SET TASKS:
(A) Revise the stretch of the Legislative Council record from "THE FINANCIAL SECRETARY" through "respect of dividends.", replacing "Privy Council" with "Court of Final Appeal".
(B) List every court that the Legislative Council record names.

HONG KONG LEGISLATIVE COUNCIL 335

INLAND REVENUE (AMENDMENT) BILL, 1964

THE FINANCIAL SECRETARY moved the Second reading of a Bill intituled “An Ordinance further to amend the Inland Revenue Ordinance.”

He said: Sir, I rise to move the second reading of a Bill intituled an Ordinance further to amend the Inland Revenue Ordinance.

I think that I must first re-state fairly fully, and on some points elaborate on, the circumstances necessitating this Bill, as they appear to have been widely misunderstood. Its main purpose is to rectify an unintended anomaly in the treatment of dividend income, and the consequential opening of a potential way to reducing liability to tax, which will arise if a recent decision of the Full Court, reversing an earlier decision of the Supreme Court, is upheld on appeal by the Privy Council. The point at issue is the deductibility for profits tax purposes of expenses incurred in respect of dividends.

It is Government's view, although it was never put to judicial test, that prior to 1955, in the case of a corporation, expenses incurred in the receipt of dividends were not deductible, whether the corporation’s income was confined to dividends or included taxable profits in addition. In the former case, at least, there was no room whatever for doubt. On the other hand, at that time persons liable to salaries, business profits, interest or property tax, if they elected for personal assessment, enjoyed the advantage of deductibility in respect of certain such expenses, e.g. interest on borrowed moneys invested to produce the dividends in question. This was by virtue of section 42(1)(e) of the pre-1955 Ordinance. The situation was plainly anomalous.

The anomaly was considered by the Inland Revenue Ordinance Committee of 1954 and, on their recommendation, it was decided to correct it. The method chosen, in the interests of simplicity, was in future to regard corporation profits tax as levied on the corporation as a separate person, as in law it is, not on the dividends distributed by the corporation and received by the shareholder. This is a not uncommon concept elsewhere; although largely foreign to the British tax system, it fits with particular logic into a tax structure like ours which taxes neither the overseas income of residents nor the total income of the ultimate recipient. It also has the virtue, in our case, of simplicity, to which we are prepared to sacrifice, at present low tax rates, a degree of equity.

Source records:
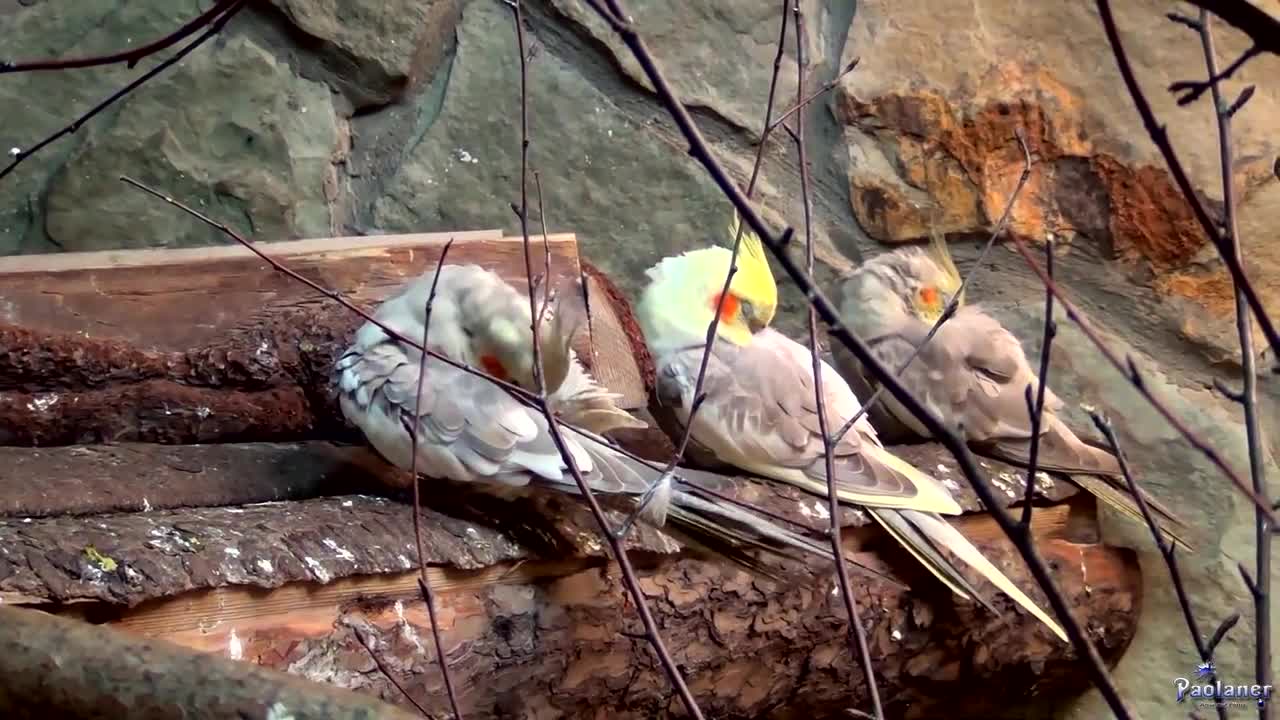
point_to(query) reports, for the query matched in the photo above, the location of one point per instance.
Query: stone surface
(592, 154)
(716, 55)
(39, 104)
(232, 132)
(929, 127)
(380, 49)
(920, 135)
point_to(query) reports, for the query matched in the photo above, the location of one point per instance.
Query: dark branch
(617, 19)
(620, 554)
(954, 302)
(1037, 406)
(1161, 139)
(424, 583)
(1248, 397)
(129, 57)
(856, 633)
(215, 26)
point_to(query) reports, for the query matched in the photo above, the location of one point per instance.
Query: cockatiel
(472, 429)
(973, 373)
(759, 408)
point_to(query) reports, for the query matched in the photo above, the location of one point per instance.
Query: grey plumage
(471, 429)
(973, 374)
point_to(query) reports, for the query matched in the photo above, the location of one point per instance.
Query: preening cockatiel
(973, 373)
(759, 408)
(472, 429)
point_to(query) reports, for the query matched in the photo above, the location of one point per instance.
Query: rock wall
(311, 117)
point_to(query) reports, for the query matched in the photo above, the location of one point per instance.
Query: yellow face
(928, 301)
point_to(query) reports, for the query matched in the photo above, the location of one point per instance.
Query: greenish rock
(376, 50)
(231, 132)
(41, 103)
(620, 183)
(716, 55)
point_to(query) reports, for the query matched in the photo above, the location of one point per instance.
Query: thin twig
(424, 583)
(547, 255)
(521, 393)
(709, 341)
(128, 57)
(387, 671)
(1129, 368)
(804, 103)
(620, 554)
(1248, 397)
(856, 633)
(954, 302)
(1037, 406)
(621, 23)
(215, 26)
(1253, 21)
(1168, 551)
(1161, 139)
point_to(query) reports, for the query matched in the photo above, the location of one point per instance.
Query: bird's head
(937, 279)
(684, 292)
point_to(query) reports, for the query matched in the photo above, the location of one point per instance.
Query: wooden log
(535, 621)
(210, 345)
(58, 668)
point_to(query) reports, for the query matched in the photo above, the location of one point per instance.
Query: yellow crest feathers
(752, 260)
(941, 254)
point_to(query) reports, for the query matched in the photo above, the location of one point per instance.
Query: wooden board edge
(159, 256)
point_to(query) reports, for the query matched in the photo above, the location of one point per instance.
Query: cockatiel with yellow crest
(472, 429)
(759, 408)
(973, 373)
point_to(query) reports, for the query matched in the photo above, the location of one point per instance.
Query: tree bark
(59, 668)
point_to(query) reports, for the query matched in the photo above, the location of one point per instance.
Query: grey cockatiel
(973, 373)
(759, 409)
(472, 429)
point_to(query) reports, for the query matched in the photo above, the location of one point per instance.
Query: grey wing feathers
(760, 410)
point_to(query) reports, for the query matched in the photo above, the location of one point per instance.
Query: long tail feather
(919, 546)
(940, 531)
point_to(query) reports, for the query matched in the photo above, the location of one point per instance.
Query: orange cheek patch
(728, 310)
(492, 365)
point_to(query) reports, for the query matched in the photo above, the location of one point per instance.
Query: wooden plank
(59, 668)
(164, 548)
(182, 299)
(224, 349)
(560, 637)
(613, 335)
(88, 479)
(131, 477)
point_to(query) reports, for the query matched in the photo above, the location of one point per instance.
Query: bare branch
(1166, 548)
(620, 554)
(1037, 406)
(954, 304)
(129, 57)
(424, 583)
(1248, 18)
(856, 632)
(1248, 396)
(215, 26)
(621, 23)
(1161, 139)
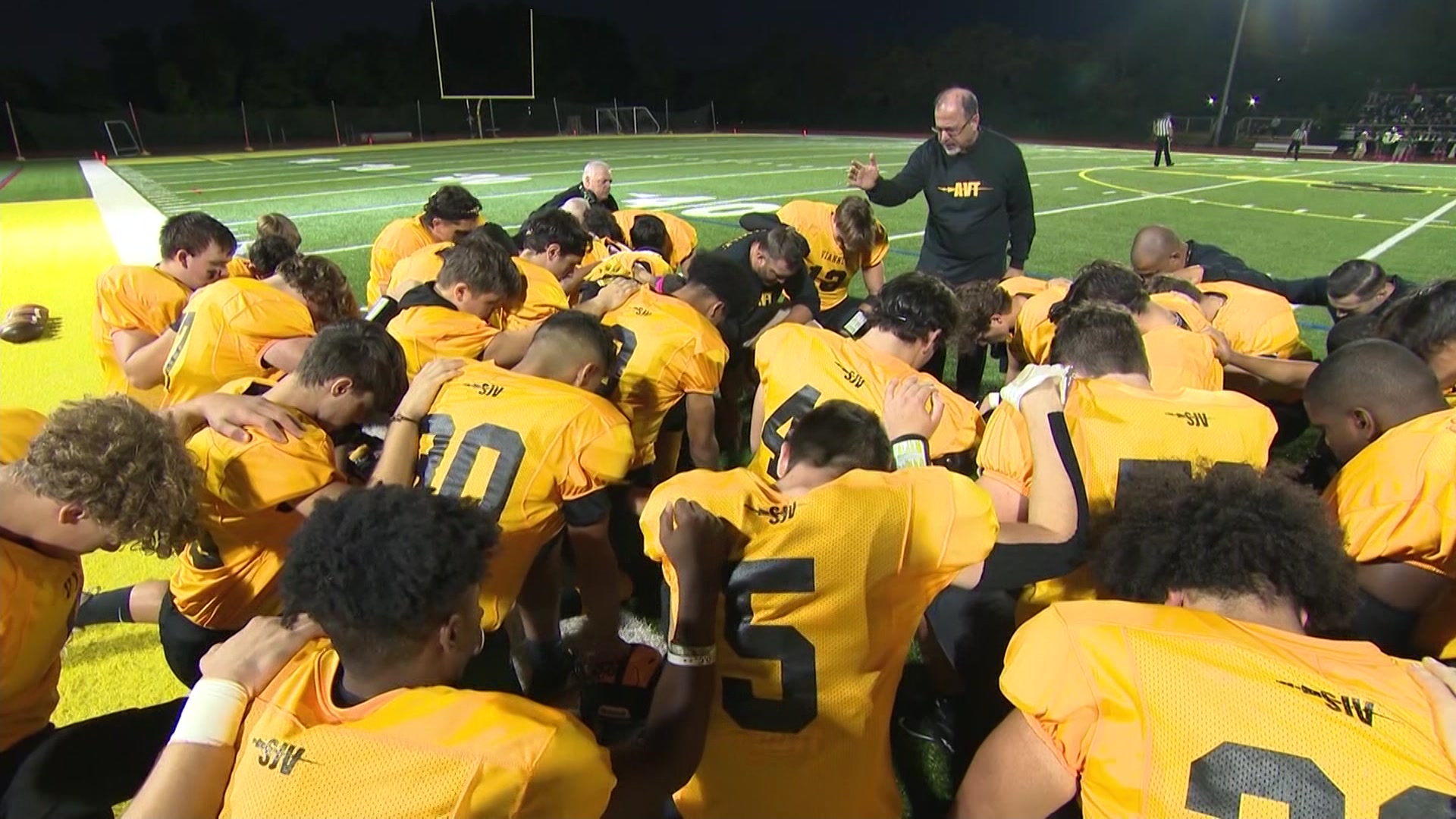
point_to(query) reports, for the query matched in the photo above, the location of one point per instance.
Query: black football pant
(970, 368)
(82, 770)
(184, 643)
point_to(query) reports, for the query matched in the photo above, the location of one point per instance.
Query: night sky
(36, 38)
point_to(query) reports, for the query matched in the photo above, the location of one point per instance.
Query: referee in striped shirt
(1164, 131)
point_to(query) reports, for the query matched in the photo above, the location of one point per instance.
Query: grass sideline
(1288, 219)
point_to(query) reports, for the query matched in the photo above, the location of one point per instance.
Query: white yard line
(447, 164)
(1405, 234)
(557, 188)
(548, 191)
(1091, 206)
(457, 153)
(131, 222)
(516, 169)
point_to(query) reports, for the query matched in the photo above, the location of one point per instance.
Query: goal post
(481, 95)
(123, 142)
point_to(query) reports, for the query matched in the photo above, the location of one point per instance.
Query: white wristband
(213, 713)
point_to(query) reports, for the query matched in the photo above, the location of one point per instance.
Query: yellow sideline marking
(50, 254)
(1258, 209)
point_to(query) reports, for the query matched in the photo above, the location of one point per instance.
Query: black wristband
(910, 450)
(383, 311)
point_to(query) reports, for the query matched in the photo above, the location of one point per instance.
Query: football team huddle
(381, 516)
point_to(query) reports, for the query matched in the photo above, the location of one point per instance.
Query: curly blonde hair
(324, 286)
(124, 465)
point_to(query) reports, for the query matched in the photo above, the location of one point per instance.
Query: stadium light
(1228, 79)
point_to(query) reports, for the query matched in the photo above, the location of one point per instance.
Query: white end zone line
(1405, 234)
(131, 222)
(1090, 206)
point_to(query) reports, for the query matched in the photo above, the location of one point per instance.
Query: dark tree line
(1168, 55)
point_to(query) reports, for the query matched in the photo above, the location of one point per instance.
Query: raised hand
(862, 175)
(913, 407)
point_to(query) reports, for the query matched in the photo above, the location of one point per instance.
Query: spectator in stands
(595, 187)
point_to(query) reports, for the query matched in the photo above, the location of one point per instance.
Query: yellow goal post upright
(478, 120)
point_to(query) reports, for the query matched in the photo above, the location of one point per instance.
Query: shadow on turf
(107, 642)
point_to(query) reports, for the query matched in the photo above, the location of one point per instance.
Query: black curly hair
(840, 435)
(490, 234)
(1098, 340)
(381, 570)
(364, 353)
(555, 228)
(916, 305)
(1356, 278)
(650, 232)
(1424, 321)
(1229, 532)
(1103, 281)
(728, 281)
(1174, 284)
(601, 224)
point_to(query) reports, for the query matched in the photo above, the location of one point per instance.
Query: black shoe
(552, 667)
(934, 723)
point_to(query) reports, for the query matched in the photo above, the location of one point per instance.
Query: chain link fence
(262, 127)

RESPONSES:
(A)
THE FINANCIAL SECRETARY moved the Second reading of a Bill intituled “An Ordinance further to amend the Inland Revenue Ordinance.”

He said: Sir, I rise to move the second reading of a Bill intituled an Ordinance further to amend the Inland Revenue Ordinance.

I think that I must first re-state fairly fully, and on some points elaborate on, the circumstances necessitating this Bill, as they appear to have been widely misunderstood. Its main purpose is to rectify an unintended anomaly in the treatment of dividend income, and the consequential opening of a potential way to reducing liability to tax, which will arise if a recent decision of the Full Court, reversing an earlier decision of the Supreme Court, is upheld on appeal by the Court of Final Appeal. The point at issue is the deductibility for profits tax purposes of expenses incurred in respect of dividends.

(B)
Full Court
Supreme Court
Privy Council